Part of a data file
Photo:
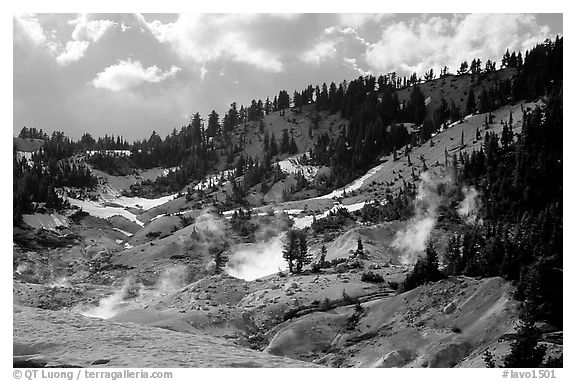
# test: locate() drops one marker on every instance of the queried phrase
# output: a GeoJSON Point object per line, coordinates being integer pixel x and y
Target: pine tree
{"type": "Point", "coordinates": [323, 253]}
{"type": "Point", "coordinates": [471, 102]}
{"type": "Point", "coordinates": [220, 257]}
{"type": "Point", "coordinates": [359, 249]}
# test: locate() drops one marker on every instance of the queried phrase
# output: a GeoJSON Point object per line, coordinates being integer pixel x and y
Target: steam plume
{"type": "Point", "coordinates": [253, 261]}
{"type": "Point", "coordinates": [470, 206]}
{"type": "Point", "coordinates": [413, 238]}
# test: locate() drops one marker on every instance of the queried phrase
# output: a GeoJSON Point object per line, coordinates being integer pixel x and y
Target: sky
{"type": "Point", "coordinates": [131, 74]}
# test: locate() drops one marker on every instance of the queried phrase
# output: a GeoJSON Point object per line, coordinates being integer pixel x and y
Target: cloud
{"type": "Point", "coordinates": [89, 30]}
{"type": "Point", "coordinates": [357, 20]}
{"type": "Point", "coordinates": [73, 51]}
{"type": "Point", "coordinates": [319, 52]}
{"type": "Point", "coordinates": [433, 42]}
{"type": "Point", "coordinates": [203, 38]}
{"type": "Point", "coordinates": [85, 32]}
{"type": "Point", "coordinates": [30, 26]}
{"type": "Point", "coordinates": [128, 74]}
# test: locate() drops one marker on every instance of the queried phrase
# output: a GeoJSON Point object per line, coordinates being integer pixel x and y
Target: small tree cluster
{"type": "Point", "coordinates": [296, 250]}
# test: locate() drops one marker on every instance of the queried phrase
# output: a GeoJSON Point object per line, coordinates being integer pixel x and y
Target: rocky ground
{"type": "Point", "coordinates": [138, 290]}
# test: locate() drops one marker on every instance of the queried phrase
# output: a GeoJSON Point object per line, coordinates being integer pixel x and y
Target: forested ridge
{"type": "Point", "coordinates": [371, 104]}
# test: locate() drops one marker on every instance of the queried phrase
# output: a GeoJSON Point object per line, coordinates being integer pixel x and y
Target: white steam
{"type": "Point", "coordinates": [115, 303]}
{"type": "Point", "coordinates": [469, 207]}
{"type": "Point", "coordinates": [134, 295]}
{"type": "Point", "coordinates": [413, 238]}
{"type": "Point", "coordinates": [252, 261]}
{"type": "Point", "coordinates": [171, 280]}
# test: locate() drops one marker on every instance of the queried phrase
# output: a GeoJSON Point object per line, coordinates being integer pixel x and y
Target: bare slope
{"type": "Point", "coordinates": [435, 325]}
{"type": "Point", "coordinates": [63, 339]}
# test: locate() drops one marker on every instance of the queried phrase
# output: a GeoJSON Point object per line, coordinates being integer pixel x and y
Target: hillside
{"type": "Point", "coordinates": [380, 231]}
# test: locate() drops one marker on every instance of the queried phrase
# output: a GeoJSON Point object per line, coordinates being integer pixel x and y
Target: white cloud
{"type": "Point", "coordinates": [353, 63]}
{"type": "Point", "coordinates": [434, 42]}
{"type": "Point", "coordinates": [204, 38]}
{"type": "Point", "coordinates": [89, 30]}
{"type": "Point", "coordinates": [357, 20]}
{"type": "Point", "coordinates": [85, 32]}
{"type": "Point", "coordinates": [30, 25]}
{"type": "Point", "coordinates": [319, 52]}
{"type": "Point", "coordinates": [73, 51]}
{"type": "Point", "coordinates": [128, 74]}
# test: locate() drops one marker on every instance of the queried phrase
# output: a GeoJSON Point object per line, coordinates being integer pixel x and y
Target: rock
{"type": "Point", "coordinates": [394, 359]}
{"type": "Point", "coordinates": [450, 307]}
{"type": "Point", "coordinates": [340, 268]}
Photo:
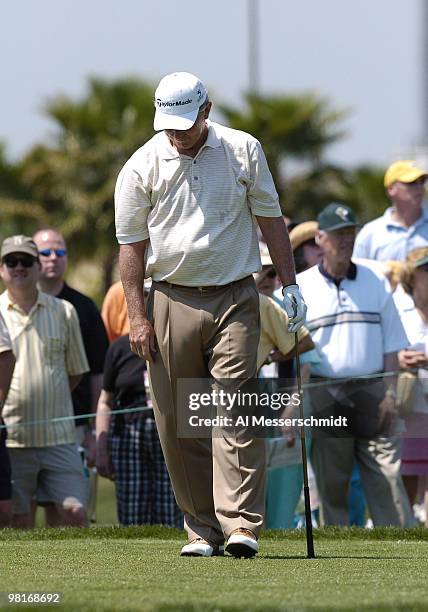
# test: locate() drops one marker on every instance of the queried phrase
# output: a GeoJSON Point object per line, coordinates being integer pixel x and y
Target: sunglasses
{"type": "Point", "coordinates": [48, 252]}
{"type": "Point", "coordinates": [419, 181]}
{"type": "Point", "coordinates": [26, 261]}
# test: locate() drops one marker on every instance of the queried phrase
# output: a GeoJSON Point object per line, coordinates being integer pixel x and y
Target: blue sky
{"type": "Point", "coordinates": [365, 56]}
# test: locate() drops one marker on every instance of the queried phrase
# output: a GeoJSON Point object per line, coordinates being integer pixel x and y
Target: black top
{"type": "Point", "coordinates": [124, 373]}
{"type": "Point", "coordinates": [96, 344]}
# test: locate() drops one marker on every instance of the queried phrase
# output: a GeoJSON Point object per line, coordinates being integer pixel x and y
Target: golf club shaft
{"type": "Point", "coordinates": [308, 515]}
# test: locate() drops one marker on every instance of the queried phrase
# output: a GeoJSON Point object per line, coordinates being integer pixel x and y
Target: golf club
{"type": "Point", "coordinates": [308, 515]}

◆ Directive ◆
Every entry above should be duplicated exactly. Do not include the images.

◆ Reply ◆
Photo:
# test: locate() drops one marker on every instance of the queried phrase
# output: a GeoJSON Point object per line, coordinates being integer pixel x and y
Target: pine tree
{"type": "Point", "coordinates": [323, 253]}
{"type": "Point", "coordinates": [471, 102]}
{"type": "Point", "coordinates": [220, 257]}
{"type": "Point", "coordinates": [359, 249]}
# test: locate() drops one marker on every instance of the queried phrase
# output: a GeoJSON Point object per line, coordinates being integer pixel x and y
Target: steam plume
{"type": "Point", "coordinates": [253, 261]}
{"type": "Point", "coordinates": [470, 206]}
{"type": "Point", "coordinates": [413, 238]}
# test: locate() drops one marker on every instance of the queried phrase
# output: a GeoJSON Point object per line, coordinates being integer pixel x and y
Target: sky
{"type": "Point", "coordinates": [131, 74]}
# test: locate() drops one marker on every instance of the queried phrase
# output: a GeoJSON Point object per line, coordinates being integer pixel x and y
Target: cloud
{"type": "Point", "coordinates": [89, 30]}
{"type": "Point", "coordinates": [357, 20]}
{"type": "Point", "coordinates": [73, 51]}
{"type": "Point", "coordinates": [319, 52]}
{"type": "Point", "coordinates": [433, 42]}
{"type": "Point", "coordinates": [203, 38]}
{"type": "Point", "coordinates": [85, 32]}
{"type": "Point", "coordinates": [30, 26]}
{"type": "Point", "coordinates": [128, 74]}
# test: locate() drops one marker on every instance of the queried phrase
# output: a GeoJSON Point object per line, coordinates being integer pixel x and y
Target: small tree cluster
{"type": "Point", "coordinates": [296, 250]}
# test: locate() drops one marker on every instance of the queried phrase
# output: a GeoJSON Point object per line, coordinates being integer pixel x and y
Target: rocky ground
{"type": "Point", "coordinates": [138, 290]}
# test: locate() drops one marker on every instance of the queried phrase
# output: a GeoJSON Point object per line, coordinates being integer pixel x and y
Target: forested ridge
{"type": "Point", "coordinates": [371, 104]}
# test: locate() drops one marker on every instance of the queried phrase
# output: a GeoJSON Point object per line, coordinates being integer pixel x and y
Target: white steam
{"type": "Point", "coordinates": [115, 303]}
{"type": "Point", "coordinates": [469, 207]}
{"type": "Point", "coordinates": [134, 295]}
{"type": "Point", "coordinates": [413, 238]}
{"type": "Point", "coordinates": [252, 261]}
{"type": "Point", "coordinates": [171, 280]}
# test: locate() drops one marker on every instance of the queried phrase
# output: a GeoJSON Point object per line, coordinates being integer pixel x and y
Target: bare slope
{"type": "Point", "coordinates": [435, 325]}
{"type": "Point", "coordinates": [63, 339]}
# test: locate() drops one marker on every instance of the queried phrase
# output: a GeoJSON Point object per line, coordinates being integer pixel x and y
Target: hillside
{"type": "Point", "coordinates": [380, 231]}
# test: locate() drops one marker on every instance of the queried phrase
# output: a GeoJSON Point object per line, coordinates being integer pixel x and y
Target: white cloud
{"type": "Point", "coordinates": [353, 63]}
{"type": "Point", "coordinates": [434, 42]}
{"type": "Point", "coordinates": [204, 38]}
{"type": "Point", "coordinates": [89, 30]}
{"type": "Point", "coordinates": [357, 20]}
{"type": "Point", "coordinates": [85, 32]}
{"type": "Point", "coordinates": [30, 25]}
{"type": "Point", "coordinates": [319, 52]}
{"type": "Point", "coordinates": [73, 51]}
{"type": "Point", "coordinates": [128, 74]}
# test: locate() drops one marker on every instance of the queried phrase
# output: a GeoJSON Point object per line, coordinates being integer pixel x and y
Target: rock
{"type": "Point", "coordinates": [394, 359]}
{"type": "Point", "coordinates": [450, 307]}
{"type": "Point", "coordinates": [340, 268]}
Photo:
# test: locate() drops one marker on every instance of the queried phrase
# output: a GeoJSON Point object per line, coordinates being integer pixel x and y
Target: sunglasses
{"type": "Point", "coordinates": [48, 252]}
{"type": "Point", "coordinates": [419, 181]}
{"type": "Point", "coordinates": [26, 261]}
# test: locate() drops one marker on every instance of the queried phrase
# output: a GeoJSON Point object per line, coordinates being integer pixel x and y
Target: blue sky
{"type": "Point", "coordinates": [365, 56]}
# test: locate() drops one marker on every instance of the queried phrase
# output: a GeoJSON Point object per line, coordinates being integer pixel x and y
Target: black top
{"type": "Point", "coordinates": [124, 373]}
{"type": "Point", "coordinates": [96, 344]}
# test: locate() drops one marker on every instance of the queried phrase
# output: a GeoJSON Point object per line, coordinates being integer pixel x and y
Target: golf club shaft
{"type": "Point", "coordinates": [308, 515]}
# test: locate() drops one marker on every instance of the queried phrase
# output: a GeoJSON Point object per line, coordinates being integer pixel x and y
Target: golf club
{"type": "Point", "coordinates": [308, 515]}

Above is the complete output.